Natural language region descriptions
☆ ☆ ☆ ☆ ☆
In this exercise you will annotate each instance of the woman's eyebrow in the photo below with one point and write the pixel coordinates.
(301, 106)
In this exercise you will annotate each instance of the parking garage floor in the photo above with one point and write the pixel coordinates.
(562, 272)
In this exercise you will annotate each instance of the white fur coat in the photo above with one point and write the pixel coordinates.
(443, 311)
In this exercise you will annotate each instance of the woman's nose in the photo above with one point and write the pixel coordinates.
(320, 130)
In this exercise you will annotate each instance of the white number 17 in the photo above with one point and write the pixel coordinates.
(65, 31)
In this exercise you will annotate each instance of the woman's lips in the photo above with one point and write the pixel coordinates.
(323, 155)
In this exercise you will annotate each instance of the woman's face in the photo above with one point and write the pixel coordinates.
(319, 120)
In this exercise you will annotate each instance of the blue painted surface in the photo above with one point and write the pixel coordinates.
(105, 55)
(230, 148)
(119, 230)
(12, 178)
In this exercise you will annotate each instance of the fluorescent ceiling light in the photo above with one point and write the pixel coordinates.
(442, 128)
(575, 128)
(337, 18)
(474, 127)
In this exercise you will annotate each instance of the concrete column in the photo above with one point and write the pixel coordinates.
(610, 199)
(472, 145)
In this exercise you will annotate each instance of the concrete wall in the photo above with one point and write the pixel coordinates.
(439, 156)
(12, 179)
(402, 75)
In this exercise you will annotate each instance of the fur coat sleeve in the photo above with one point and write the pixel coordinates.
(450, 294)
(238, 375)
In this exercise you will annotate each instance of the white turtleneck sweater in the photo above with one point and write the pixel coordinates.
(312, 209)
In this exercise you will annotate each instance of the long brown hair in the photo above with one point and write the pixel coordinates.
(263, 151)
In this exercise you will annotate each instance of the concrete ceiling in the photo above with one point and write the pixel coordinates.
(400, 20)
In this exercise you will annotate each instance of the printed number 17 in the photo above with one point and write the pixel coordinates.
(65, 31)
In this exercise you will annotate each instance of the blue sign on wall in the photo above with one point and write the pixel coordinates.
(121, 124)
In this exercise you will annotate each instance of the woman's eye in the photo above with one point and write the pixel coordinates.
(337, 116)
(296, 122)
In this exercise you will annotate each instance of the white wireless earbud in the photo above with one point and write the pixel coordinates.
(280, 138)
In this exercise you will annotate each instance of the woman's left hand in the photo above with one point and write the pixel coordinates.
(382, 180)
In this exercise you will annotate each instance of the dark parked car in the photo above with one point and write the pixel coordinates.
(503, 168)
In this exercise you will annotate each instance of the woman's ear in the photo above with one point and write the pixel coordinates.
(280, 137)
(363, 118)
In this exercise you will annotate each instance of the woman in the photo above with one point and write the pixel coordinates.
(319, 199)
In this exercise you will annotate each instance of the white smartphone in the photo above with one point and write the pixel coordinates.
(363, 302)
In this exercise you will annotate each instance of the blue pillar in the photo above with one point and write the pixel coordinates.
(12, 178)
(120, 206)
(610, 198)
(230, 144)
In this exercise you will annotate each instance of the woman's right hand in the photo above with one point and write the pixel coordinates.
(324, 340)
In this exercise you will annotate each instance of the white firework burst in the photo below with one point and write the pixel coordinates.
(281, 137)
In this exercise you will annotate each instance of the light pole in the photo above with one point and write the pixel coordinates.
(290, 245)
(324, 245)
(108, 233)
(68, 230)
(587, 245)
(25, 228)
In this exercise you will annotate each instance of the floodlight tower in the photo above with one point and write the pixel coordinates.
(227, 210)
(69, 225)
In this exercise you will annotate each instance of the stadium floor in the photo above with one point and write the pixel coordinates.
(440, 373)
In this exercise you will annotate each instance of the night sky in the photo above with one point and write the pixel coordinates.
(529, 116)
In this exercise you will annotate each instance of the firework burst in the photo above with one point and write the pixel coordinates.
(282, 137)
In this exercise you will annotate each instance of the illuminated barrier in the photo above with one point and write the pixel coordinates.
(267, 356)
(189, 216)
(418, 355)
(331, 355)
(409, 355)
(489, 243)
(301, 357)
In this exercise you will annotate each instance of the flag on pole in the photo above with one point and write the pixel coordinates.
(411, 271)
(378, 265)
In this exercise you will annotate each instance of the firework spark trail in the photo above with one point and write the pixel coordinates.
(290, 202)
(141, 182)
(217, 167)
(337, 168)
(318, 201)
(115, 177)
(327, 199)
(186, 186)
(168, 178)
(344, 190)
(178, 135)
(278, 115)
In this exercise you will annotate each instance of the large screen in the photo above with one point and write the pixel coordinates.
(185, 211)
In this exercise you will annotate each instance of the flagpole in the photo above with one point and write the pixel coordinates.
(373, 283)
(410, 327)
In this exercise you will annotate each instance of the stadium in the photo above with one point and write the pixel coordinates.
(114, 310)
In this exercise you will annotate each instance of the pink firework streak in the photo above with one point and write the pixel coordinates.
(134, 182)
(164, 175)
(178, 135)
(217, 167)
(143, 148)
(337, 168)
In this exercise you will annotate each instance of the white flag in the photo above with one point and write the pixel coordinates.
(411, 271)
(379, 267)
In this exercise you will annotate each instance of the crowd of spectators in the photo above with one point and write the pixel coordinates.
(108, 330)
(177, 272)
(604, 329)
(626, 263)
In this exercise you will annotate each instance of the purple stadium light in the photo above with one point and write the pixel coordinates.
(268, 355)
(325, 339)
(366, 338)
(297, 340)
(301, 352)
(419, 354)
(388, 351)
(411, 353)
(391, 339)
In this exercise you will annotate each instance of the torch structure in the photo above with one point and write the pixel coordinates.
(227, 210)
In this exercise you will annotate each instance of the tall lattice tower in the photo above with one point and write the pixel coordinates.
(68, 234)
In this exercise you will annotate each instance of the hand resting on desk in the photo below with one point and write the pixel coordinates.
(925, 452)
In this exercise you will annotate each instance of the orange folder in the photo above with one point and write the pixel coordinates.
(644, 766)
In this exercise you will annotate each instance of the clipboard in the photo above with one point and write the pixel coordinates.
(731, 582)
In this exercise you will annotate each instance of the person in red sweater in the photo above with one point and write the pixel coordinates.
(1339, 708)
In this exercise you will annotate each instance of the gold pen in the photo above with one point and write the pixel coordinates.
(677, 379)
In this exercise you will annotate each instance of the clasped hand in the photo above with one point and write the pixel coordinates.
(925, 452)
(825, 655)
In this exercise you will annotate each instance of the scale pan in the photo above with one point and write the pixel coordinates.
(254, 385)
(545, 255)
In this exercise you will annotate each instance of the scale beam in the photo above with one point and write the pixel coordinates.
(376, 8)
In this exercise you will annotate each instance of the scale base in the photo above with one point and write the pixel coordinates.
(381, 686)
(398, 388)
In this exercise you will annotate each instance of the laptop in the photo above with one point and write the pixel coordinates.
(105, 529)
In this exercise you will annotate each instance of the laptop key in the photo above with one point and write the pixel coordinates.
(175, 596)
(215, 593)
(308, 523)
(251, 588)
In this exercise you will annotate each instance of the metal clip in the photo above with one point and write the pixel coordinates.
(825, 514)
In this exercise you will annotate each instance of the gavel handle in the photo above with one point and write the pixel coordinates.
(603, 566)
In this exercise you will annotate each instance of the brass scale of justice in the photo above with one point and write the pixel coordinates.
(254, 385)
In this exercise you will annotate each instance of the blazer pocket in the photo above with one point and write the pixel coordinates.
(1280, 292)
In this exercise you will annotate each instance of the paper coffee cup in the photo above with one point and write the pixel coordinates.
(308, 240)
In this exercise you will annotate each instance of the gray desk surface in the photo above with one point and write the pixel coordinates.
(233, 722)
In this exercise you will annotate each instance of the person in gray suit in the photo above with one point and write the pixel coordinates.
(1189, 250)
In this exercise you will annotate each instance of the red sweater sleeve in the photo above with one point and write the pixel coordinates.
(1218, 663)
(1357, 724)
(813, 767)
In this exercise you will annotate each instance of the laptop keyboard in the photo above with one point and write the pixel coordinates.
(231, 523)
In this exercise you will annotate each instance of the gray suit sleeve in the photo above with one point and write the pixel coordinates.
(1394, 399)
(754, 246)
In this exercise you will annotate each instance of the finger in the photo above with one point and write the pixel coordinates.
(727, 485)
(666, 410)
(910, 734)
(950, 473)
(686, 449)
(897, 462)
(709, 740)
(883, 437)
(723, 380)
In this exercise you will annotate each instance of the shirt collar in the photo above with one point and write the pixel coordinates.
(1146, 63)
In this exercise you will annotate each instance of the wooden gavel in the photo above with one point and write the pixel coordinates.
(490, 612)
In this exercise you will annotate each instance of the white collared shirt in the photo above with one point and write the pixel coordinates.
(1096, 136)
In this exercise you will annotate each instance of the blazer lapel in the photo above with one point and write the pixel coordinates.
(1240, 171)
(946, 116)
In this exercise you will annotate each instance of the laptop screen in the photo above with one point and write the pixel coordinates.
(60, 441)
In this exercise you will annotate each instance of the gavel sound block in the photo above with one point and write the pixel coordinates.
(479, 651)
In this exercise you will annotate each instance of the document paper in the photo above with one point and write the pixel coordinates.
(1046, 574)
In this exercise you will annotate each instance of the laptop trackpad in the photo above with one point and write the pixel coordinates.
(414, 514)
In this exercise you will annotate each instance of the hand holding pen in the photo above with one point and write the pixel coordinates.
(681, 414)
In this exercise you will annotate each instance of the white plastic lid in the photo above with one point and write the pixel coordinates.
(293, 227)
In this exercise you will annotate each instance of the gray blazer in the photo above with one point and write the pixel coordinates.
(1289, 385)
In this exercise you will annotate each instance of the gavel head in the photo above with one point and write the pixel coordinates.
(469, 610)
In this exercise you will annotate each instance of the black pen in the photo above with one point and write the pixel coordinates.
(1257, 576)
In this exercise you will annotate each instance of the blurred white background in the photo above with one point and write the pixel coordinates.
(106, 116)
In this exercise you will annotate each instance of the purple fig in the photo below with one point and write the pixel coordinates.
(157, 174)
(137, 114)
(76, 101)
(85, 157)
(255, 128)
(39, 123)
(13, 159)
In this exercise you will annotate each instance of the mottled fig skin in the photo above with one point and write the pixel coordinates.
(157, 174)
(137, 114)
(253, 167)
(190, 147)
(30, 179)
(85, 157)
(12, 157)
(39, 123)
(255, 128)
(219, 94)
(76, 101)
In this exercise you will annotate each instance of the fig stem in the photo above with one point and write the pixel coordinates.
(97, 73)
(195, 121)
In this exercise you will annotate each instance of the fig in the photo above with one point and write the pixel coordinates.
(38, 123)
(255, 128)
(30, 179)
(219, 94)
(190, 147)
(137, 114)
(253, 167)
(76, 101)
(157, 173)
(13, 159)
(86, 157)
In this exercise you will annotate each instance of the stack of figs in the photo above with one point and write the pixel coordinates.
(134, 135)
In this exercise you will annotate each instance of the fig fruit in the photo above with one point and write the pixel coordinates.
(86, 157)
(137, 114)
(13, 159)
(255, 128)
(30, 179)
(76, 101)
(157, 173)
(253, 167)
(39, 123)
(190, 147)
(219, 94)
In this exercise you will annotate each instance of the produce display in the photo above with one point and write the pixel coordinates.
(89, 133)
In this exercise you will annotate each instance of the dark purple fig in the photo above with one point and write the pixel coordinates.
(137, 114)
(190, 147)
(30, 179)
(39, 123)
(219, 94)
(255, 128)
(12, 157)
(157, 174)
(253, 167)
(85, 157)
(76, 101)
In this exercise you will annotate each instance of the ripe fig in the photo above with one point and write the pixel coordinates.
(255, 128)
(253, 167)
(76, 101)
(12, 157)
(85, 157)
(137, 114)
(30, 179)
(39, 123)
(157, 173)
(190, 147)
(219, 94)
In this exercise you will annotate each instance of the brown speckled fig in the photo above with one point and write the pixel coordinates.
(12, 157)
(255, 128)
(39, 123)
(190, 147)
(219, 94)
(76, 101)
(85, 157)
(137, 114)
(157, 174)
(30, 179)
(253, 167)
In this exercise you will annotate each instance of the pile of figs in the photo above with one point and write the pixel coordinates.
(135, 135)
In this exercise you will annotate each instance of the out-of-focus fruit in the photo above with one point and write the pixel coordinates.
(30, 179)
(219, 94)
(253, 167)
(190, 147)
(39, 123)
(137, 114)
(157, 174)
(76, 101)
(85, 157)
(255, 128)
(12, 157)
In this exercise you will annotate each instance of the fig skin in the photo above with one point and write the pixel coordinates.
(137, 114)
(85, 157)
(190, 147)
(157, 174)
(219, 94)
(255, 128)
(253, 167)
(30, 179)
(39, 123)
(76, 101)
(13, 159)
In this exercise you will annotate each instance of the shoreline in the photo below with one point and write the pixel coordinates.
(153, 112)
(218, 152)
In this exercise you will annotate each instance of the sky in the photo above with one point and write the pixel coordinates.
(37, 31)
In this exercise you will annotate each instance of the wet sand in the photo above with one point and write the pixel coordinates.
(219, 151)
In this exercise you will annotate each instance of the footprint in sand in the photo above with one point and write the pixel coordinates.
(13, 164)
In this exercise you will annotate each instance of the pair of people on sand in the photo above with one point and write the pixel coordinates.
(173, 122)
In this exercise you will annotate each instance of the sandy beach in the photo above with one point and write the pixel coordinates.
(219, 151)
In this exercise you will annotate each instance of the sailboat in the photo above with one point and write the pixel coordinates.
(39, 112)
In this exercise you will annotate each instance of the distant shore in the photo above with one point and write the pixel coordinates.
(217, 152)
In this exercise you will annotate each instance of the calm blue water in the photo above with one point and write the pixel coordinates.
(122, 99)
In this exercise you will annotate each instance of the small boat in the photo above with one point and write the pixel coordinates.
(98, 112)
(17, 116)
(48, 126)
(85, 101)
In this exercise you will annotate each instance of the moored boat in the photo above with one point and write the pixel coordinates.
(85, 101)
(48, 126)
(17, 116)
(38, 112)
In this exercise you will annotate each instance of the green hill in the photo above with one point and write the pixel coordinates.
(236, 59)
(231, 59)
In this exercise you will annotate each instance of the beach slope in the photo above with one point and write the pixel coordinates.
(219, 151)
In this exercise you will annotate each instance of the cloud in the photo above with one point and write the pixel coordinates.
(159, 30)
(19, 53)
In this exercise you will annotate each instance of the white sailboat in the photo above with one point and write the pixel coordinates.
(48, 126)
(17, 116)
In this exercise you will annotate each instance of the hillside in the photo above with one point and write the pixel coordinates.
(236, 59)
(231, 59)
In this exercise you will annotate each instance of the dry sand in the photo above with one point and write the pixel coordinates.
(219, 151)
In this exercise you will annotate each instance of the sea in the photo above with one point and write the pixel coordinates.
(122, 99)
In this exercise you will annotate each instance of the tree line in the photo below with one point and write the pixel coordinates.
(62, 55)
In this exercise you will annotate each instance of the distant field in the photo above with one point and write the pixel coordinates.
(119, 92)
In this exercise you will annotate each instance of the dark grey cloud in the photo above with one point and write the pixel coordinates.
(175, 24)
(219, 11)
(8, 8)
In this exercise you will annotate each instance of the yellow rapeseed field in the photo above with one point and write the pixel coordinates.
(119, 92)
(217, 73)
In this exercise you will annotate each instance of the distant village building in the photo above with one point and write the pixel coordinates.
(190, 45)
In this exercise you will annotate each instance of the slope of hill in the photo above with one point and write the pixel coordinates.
☆ ☆ ☆ ☆ ☆
- [WORK REQUEST] What is wanted is the line containing "In this exercise you will annotate each instance of the tree" and every line after it through the last line of the entries, printed exactly.

- [RESPONSE]
In this exercise you will annotate each instance of the tree line in the photo below with one point and write the pixel coordinates.
(62, 55)
In this exercise you will annotate each instance of the distant field in the photo above with one point and write the pixel coordinates.
(119, 92)
In this exercise you will annotate each instance of the dark grey cloud in the photo above with one point and write the pixel coordinates.
(175, 24)
(219, 11)
(8, 8)
In this exercise you will annotate each instance of the yellow rapeseed field in the photo above with one point and write the pixel coordinates.
(119, 92)
(217, 73)
In this exercise you will annotate each instance of the distant village building in the photo above with one point and write the pixel coordinates.
(190, 45)
In this exercise you will annotate each instance of the slope of hill in the photo above with one point and write the pixel coordinates.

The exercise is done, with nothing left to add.